WHAT NEEDS TO BE DONE = Turn the rows into a numbered list, leaving out blank lines and pictures, beginning at the start of the rows and continuing through the line that contains "[(281, 42), (627, 126), (25, 242), (200, 43)]".

Rows from a point labeling set

——

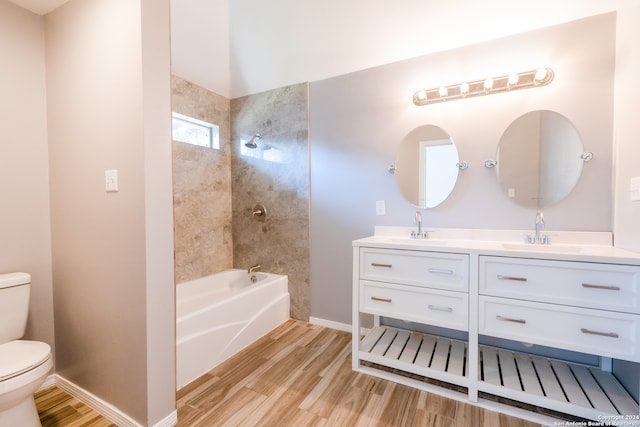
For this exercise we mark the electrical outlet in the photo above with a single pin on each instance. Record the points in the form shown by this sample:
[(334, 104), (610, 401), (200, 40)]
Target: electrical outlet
[(634, 189)]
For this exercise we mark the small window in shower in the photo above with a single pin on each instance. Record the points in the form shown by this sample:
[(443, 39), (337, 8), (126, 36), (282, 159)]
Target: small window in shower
[(194, 131)]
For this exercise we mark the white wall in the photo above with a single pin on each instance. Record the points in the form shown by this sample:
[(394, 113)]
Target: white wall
[(281, 42), (627, 126), (25, 242), (200, 43)]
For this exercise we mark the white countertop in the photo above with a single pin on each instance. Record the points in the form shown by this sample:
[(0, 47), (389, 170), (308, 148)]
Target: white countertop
[(565, 245)]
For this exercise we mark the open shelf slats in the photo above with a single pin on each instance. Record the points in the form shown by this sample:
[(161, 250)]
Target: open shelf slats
[(573, 385), (581, 390)]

——

THE RESPONSE =
1. For this exercise we mark the electrical outlet in the photo above with a single pin on each instance. Record the points in the form shown by this sample:
2. [(334, 104), (610, 401), (200, 40)]
3. Target: electrical outlet
4. [(634, 189)]
5. For this exercise we mark the small window in shower in the photo above with a single pin on each instance. Record the points in the form shown by this sample:
6. [(443, 39), (337, 8), (126, 36), (282, 159)]
7. Target: small window in shower
8. [(194, 131)]
9. For this exercise we mark the white wall in the photo above with a single pin on each instance. Record the points in the form shown by this sample:
10. [(394, 113)]
11. Target: white wall
12. [(281, 42), (627, 126), (25, 242), (200, 43)]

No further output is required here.